## Activity 1:
Rewrite the stretch of the model card excerpt from "Additionally, the DeepSeek-R1" through "of every output.", replacing "thorough reasoning" with "careful reasoning".
## Activity 2:
Answer these questions using the model card excerpt:
(a) Which runtime engine is listed?
(b) How many samples does the training dataset contain?
(c) Which operating system is given as preferred or supported?
## Activity 3:
Continue the model card excerpt from its last sentence.

## Text section:
Additionally, the DeepSeek-R1 series models tend to bypass thinking patterns (i.e., outputting "<think>\n\n</think>") when responding to certain queries, which can adversely affect the model's performance. To ensure that the model engages in thorough reasoning, DeepSeek recommends enforcing the model to initiate its response with "<think>\n" at the beginning of every output.

Output

Output Type: Text
Output Format: String
Output Parameters: 1D

Software Integration

Runtime Engine: TensorRT-LLM
Supported Hardware Microarchitecture Compatibility: NVIDIA Hopper, NVIDIA Lovelace
Preferred/Supported Operating System(s): Linux

Training Dataset

Data Collection Method by dataset: Automated
Labelling Method by dataset: Automated
Properties: 800k samples curated with DeepSeek-R1

Testing Dataset

Data Collection Method by dataset: Automated. Reasoning data generated by DeepSeek-R1.
Labelling Method by dataset: Automated

Evaluation Dataset

Please see the Evaluation section of the DeepSeek-R1-Distill-Qwen-14B Model Card for more information.

## Supplied data:
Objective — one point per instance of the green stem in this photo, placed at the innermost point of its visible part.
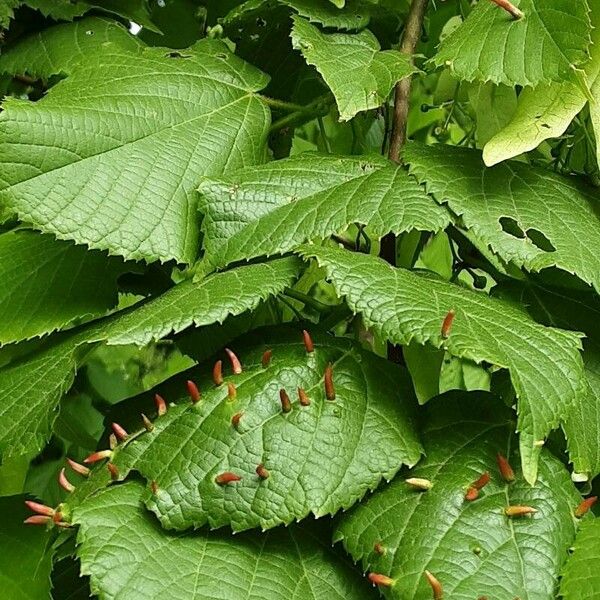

## Final answer 1:
Additionally, the DeepSeek-R1 series models tend to bypass thinking patterns (i.e., outputting "<think>\n\n</think>") when responding to certain queries, which can adversely affect the model's performance. To ensure that the model engages in careful reasoning, DeepSeek recommends enforcing the model to initiate its response with "<think>\n" at the beginning of every output.

## Final answer 2:
(a) TensorRT-LLM
(b) 800k samples, curated with DeepSeek-R1
(c) Linux

## Final answer 3:
Data Collection Method by dataset: Hybrid: Human, Automated

Labeling Method by dataset: Hybrid: Human, Automated

Inference

Engine: TensorRT-LLM
Test Hardware: H20, L20

Ethical Considerations

NVIDIA believes Trustworthy AI is a shared responsibility and we have established policies and practices to enable development for a wide array of AI applications. When downloaded or used in accordance with our terms of service, developers should work with their internal model team to ensure this model meets requirements for the relevant industry and use case and addresses unforeseen product misuse.

Please report security vulnerabilities or NVIDIA AI Concerns here.

Model Limitations

The base model was trained on data that contains toxic language and societal biases originally crawled from the internet. Therefore, the model may amplify those biases and return toxic responses especially when prompted with toxic prompts. The model may generate answers that may be inaccurate, omit key information, or include irrelevant or redundant text producing socially unacceptable or undesirable text, even if the prompt itself does not include anything explicitly offensive.

You are responsible for ensuring that your use of NVIDIA AI Foundation Models complies with all applicable laws.